### DOCUMENT TEXT
Quite so. The law was written to prevent just those abuses, which were, and are, intended to sue every gun, ammunition, and accessory manufacturer out of business, thereby enacting a complete ban of all such goods, a ban in violation of the Second Amendment—and arguably other portions of the Constitution. It was written and passed because anti-liberty/gun fanatics intended, and intend, to use lawfare to obtain what they cannot obtain through the legislative process, or by amending the Constitution. Here are the purposes of the law:
(b) Purposes The purposes of this chapter are as follows:
(1) To prohibit causes of action against manufacturers, distributors, dealers, and importers of firearms or ammunition products, and their trade associations, for the harm solely caused by the criminal or unlawful misuse of firearm products or ammunition products by others when the product functioned as designed and intended.
(2) To preserve a citizen’s access to a supply of firearms and ammunition for all lawful purposes, including hunting, self-defense, collecting, and competitive or recreational shooting.
(3) To guarantee a citizen’s rights, privileges, and immunities, as applied to the States, under the Fourteenth Amendment to the United States Constitution, pursuant to section 5 of that Amendment.
(4) To prevent the use of such lawsuits to impose unreasonable burdens on interstate and foreign commerce.
(5) To protect the right, under the First Amendment to the Constitution, of manufacturers, distributors, dealers, and importers of firearms or ammunition products, and trade associations, to speak freely, to assemble peaceably, and to petition the Government for a redress of their grievances.

### DATASET
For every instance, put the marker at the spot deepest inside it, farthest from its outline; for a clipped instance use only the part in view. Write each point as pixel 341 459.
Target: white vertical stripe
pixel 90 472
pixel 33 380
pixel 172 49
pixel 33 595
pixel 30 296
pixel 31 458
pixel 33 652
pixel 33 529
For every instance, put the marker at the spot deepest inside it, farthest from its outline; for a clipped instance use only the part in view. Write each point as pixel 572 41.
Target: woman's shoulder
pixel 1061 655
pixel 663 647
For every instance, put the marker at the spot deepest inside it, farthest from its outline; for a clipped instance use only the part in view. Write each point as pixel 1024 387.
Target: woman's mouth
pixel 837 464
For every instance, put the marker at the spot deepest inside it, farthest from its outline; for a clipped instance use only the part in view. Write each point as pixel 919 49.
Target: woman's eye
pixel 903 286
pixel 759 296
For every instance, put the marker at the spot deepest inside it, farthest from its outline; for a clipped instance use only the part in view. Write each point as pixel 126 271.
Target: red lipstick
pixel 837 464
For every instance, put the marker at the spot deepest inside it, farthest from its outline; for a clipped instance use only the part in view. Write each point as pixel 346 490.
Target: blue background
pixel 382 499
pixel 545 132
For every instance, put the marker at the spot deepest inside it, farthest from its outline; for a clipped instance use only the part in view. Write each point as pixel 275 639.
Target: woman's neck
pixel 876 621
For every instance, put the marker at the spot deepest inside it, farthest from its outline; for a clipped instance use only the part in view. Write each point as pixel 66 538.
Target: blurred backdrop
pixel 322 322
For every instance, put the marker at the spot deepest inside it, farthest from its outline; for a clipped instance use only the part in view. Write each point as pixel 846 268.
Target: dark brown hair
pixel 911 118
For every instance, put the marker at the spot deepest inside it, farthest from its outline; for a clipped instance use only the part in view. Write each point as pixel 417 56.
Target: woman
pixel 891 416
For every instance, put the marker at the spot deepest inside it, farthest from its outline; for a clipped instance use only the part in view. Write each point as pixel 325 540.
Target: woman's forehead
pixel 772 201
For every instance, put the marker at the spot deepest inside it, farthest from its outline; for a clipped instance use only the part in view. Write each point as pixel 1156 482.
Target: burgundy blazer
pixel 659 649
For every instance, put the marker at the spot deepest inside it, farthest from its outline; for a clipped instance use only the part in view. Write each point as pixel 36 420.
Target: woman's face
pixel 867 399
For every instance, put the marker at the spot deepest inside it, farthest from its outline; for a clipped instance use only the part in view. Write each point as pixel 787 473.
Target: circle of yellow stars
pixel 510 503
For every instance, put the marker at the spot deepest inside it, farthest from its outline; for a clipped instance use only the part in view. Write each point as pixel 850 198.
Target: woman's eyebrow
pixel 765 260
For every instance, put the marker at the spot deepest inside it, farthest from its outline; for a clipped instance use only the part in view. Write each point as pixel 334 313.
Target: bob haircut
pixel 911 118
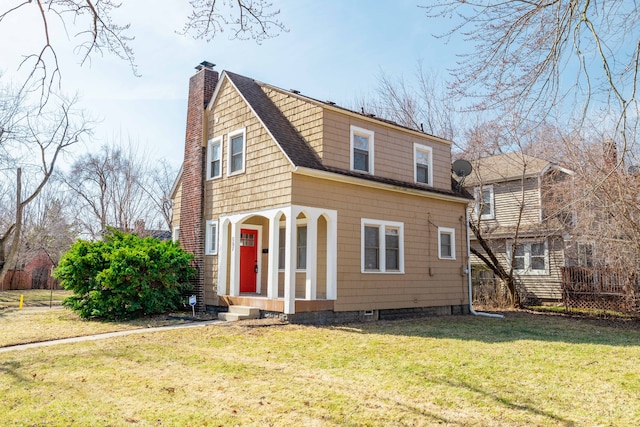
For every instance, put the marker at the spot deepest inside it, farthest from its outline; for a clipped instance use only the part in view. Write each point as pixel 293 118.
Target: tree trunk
pixel 16 231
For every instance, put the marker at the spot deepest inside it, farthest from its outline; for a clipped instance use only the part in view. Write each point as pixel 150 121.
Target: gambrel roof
pixel 509 167
pixel 297 149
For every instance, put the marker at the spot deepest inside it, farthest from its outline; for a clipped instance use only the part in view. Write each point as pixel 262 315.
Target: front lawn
pixel 463 370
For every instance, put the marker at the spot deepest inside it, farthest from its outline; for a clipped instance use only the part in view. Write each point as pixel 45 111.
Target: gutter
pixel 471 309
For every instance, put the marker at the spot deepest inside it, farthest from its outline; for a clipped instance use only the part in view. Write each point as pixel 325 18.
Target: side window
pixel 530 258
pixel 361 150
pixel 484 202
pixel 214 158
pixel 446 243
pixel 211 238
pixel 237 149
pixel 382 248
pixel 423 161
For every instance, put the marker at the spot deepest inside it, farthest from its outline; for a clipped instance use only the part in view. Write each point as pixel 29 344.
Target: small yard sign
pixel 192 303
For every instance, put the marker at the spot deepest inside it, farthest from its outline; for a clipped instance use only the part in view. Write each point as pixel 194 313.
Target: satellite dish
pixel 461 168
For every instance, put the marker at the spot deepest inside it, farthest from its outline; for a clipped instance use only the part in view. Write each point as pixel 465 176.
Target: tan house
pixel 518 208
pixel 313 212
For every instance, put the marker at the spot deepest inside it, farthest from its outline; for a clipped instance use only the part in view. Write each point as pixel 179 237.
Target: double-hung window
pixel 484 202
pixel 529 257
pixel 382 246
pixel 237 152
pixel 361 150
pixel 422 159
pixel 214 158
pixel 211 237
pixel 446 243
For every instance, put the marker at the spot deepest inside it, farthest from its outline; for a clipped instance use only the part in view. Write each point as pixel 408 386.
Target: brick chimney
pixel 201 87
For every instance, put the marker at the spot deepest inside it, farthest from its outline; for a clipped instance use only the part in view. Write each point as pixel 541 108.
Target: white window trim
pixel 419 147
pixel 209 225
pixel 210 144
pixel 527 270
pixel 452 232
pixel 382 261
pixel 355 130
pixel 230 136
pixel 477 194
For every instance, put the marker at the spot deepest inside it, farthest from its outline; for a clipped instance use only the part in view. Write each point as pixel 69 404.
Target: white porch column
pixel 223 257
pixel 289 265
pixel 234 282
pixel 332 256
pixel 274 253
pixel 311 282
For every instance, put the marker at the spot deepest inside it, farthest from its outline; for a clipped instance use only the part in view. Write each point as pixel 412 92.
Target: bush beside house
pixel 124 276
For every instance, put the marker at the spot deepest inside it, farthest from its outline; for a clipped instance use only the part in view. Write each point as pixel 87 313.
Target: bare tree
pixel 421 103
pixel 95 27
pixel 35 139
pixel 116 187
pixel 547 56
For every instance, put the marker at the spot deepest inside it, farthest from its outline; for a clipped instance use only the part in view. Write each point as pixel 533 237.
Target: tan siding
pixel 393 149
pixel 427 281
pixel 265 182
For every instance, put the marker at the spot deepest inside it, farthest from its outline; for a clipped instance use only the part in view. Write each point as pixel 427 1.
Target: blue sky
pixel 334 50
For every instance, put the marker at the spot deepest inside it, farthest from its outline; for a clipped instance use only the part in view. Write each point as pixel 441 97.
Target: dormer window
pixel 361 150
pixel 422 159
pixel 484 202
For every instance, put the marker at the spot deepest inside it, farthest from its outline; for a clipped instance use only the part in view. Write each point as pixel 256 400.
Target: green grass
pixel 523 370
pixel 32 298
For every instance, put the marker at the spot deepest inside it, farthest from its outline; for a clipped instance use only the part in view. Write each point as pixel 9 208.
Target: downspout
pixel 471 309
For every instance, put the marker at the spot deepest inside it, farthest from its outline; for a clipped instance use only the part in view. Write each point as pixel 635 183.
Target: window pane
pixel 371 248
pixel 422 173
pixel 361 142
pixel 392 248
pixel 445 245
pixel 237 156
pixel 281 249
pixel 215 168
pixel 422 157
pixel 537 263
pixel 361 160
pixel 302 248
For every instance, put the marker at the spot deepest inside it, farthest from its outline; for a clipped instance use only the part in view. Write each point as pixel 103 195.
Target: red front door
pixel 248 260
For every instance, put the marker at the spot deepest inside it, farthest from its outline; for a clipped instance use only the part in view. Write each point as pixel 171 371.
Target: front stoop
pixel 239 312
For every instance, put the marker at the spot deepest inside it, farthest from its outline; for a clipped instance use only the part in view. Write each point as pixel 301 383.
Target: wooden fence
pixel 601 289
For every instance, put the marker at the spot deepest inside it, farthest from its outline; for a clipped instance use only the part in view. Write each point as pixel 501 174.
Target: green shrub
pixel 124 276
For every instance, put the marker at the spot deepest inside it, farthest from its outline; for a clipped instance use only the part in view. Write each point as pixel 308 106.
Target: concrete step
pixel 239 312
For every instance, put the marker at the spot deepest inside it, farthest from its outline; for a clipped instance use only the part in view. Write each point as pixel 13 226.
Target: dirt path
pixel 107 335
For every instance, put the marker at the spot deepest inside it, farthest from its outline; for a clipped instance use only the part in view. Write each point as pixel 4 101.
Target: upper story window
pixel 214 158
pixel 529 257
pixel 237 149
pixel 423 161
pixel 446 243
pixel 485 208
pixel 361 150
pixel 382 246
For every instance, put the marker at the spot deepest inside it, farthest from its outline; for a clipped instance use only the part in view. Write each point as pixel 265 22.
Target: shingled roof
pixel 296 148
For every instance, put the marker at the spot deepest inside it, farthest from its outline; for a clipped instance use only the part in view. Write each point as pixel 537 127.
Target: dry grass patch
pixel 523 370
pixel 32 298
pixel 43 324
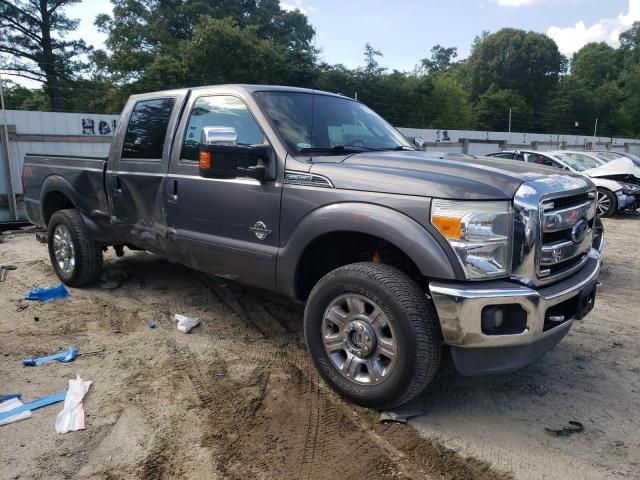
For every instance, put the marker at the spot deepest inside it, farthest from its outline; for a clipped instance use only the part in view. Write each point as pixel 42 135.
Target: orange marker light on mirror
pixel 205 159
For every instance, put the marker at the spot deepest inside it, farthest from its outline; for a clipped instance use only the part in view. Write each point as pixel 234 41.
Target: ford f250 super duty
pixel 396 252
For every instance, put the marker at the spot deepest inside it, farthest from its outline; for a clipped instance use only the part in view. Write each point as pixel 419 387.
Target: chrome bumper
pixel 460 305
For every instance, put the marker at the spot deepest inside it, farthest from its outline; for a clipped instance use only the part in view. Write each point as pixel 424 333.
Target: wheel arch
pixel 56 194
pixel 335 227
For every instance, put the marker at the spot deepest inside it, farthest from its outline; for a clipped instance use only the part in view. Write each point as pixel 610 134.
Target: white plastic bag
pixel 71 418
pixel 10 405
pixel 185 324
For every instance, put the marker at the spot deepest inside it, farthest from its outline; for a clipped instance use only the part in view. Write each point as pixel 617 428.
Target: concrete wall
pixel 52 133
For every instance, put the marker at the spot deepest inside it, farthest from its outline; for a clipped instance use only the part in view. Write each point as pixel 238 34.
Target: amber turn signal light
pixel 448 226
pixel 205 159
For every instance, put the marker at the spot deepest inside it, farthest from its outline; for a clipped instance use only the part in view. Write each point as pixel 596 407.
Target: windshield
pixel 578 162
pixel 607 156
pixel 317 123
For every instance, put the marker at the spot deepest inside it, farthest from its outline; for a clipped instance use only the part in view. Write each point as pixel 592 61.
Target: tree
pixel 371 66
pixel 32 43
pixel 441 61
pixel 140 30
pixel 528 63
pixel 492 111
pixel 595 64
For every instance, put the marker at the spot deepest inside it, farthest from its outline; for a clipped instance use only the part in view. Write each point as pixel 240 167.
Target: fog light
pixel 503 319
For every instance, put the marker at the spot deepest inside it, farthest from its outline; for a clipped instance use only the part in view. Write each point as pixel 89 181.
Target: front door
pixel 228 227
pixel 139 164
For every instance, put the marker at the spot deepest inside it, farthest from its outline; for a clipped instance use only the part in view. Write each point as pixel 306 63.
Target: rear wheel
pixel 75 257
pixel 372 334
pixel 606 203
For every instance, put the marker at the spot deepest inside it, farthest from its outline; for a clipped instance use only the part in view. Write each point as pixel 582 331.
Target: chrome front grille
pixel 566 234
pixel 553 225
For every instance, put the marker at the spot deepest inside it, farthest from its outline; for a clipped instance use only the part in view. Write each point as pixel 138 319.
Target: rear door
pixel 228 227
pixel 138 165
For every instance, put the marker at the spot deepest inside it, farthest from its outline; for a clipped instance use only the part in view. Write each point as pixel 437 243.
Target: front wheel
pixel 75 257
pixel 373 334
pixel 606 203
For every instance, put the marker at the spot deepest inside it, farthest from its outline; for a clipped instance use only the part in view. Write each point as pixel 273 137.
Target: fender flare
pixel 56 184
pixel 415 240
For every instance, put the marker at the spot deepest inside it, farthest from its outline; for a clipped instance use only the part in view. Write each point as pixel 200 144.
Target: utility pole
pixel 8 169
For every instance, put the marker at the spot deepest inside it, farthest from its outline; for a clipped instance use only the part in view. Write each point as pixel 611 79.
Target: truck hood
pixel 423 174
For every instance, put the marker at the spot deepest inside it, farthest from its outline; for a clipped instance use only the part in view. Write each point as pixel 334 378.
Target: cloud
pixel 297 5
pixel 572 39
pixel 518 3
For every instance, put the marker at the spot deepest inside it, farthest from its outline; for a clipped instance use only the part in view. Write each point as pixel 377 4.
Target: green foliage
pixel 528 63
pixel 33 45
pixel 441 60
pixel 596 63
pixel 492 111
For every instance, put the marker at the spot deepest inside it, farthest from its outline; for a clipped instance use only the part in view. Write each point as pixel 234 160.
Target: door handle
pixel 173 190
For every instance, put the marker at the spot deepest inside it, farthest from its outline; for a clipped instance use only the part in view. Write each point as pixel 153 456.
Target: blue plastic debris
pixel 63 356
pixel 8 396
pixel 47 294
pixel 41 402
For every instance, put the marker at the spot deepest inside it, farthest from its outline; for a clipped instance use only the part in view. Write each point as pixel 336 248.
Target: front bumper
pixel 460 307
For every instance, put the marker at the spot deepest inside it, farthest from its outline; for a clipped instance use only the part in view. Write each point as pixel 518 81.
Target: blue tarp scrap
pixel 47 294
pixel 63 356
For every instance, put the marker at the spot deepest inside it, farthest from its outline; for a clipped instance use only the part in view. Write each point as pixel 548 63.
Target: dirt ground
pixel 238 397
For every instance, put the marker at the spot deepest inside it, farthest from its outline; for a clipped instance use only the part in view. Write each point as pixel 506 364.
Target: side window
pixel 219 111
pixel 147 129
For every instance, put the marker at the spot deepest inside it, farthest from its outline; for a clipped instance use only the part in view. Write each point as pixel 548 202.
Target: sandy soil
pixel 238 398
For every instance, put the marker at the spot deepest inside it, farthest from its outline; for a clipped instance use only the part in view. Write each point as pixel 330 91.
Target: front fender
pixel 383 222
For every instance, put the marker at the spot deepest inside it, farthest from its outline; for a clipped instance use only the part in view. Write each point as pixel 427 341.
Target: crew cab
pixel 397 253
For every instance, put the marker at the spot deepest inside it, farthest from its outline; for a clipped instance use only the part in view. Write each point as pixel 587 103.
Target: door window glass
pixel 219 111
pixel 147 129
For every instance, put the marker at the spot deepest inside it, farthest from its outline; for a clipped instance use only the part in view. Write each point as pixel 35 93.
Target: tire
pixel 391 360
pixel 607 203
pixel 68 234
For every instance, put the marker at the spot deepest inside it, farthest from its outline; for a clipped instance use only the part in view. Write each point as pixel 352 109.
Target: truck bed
pixel 80 178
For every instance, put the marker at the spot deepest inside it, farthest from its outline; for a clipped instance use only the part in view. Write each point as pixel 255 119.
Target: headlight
pixel 629 188
pixel 479 233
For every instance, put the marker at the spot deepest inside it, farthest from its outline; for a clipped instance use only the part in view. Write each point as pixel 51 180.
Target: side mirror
pixel 221 157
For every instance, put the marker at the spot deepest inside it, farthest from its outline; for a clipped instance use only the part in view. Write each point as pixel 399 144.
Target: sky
pixel 405 30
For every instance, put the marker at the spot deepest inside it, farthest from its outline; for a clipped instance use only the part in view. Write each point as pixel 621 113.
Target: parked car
pixel 616 191
pixel 395 252
pixel 608 155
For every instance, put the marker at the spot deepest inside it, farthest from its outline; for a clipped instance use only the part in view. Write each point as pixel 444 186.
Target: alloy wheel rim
pixel 63 249
pixel 603 203
pixel 359 339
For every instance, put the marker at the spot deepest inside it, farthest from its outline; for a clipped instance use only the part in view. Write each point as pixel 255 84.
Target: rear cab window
pixel 147 130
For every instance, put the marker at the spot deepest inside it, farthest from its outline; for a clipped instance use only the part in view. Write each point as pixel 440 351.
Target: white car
pixel 618 181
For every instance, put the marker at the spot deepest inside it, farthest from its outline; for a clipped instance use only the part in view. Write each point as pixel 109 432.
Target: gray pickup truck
pixel 396 252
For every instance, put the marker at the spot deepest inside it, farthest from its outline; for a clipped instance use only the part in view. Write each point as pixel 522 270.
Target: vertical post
pixel 8 170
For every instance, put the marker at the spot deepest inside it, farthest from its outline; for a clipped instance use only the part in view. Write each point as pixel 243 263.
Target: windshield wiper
pixel 337 149
pixel 351 149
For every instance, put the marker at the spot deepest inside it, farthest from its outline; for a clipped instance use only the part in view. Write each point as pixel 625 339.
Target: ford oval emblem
pixel 579 231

### EXERCISE AIM
Please transcribe the full passage above about the firearms liability law and its stated purposes, keeping every word and mark unchanged.

### COMPLETED EXERCISE
Quite so. The law was written to prevent just those abuses, which were, and are, intended to sue every gun, ammunition, and accessory manufacturer out of business, thereby enacting a complete ban of all such goods, a ban in violation of the Second Amendment—and arguably other portions of the Constitution. It was written and passed because anti-liberty/gun fanatics intended, and intend, to use lawfare to obtain what they cannot obtain through the legislative process, or by amending the Constitution. Here are the purposes of the law:
(b) Purposes The purposes of this chapter are as follows:
(1) To prohibit causes of action against manufacturers, distributors, dealers, and importers of firearms or ammunition products, and their trade associations, for the harm solely caused by the criminal or unlawful misuse of firearm products or ammunition products by others when the product functioned as designed and intended.
(2) To preserve a citizen’s access to a supply of firearms and ammunition for all lawful purposes, including hunting, self-defense, collecting, and competitive or recreational shooting.
(3) To guarantee a citizen’s rights, privileges, and immunities, as applied to the States, under the Fourteenth Amendment to the United States Constitution, pursuant to section 5 of that Amendment.
(4) To prevent the use of such lawsuits to impose unreasonable burdens on interstate and foreign commerce.
(5) To protect the right, under the First Amendment to the Constitution, of manufacturers, distributors, dealers, and importers of firearms or ammunition products, and trade associations, to speak freely, to assemble peaceably, and to petition the Government for a redress of their grievances.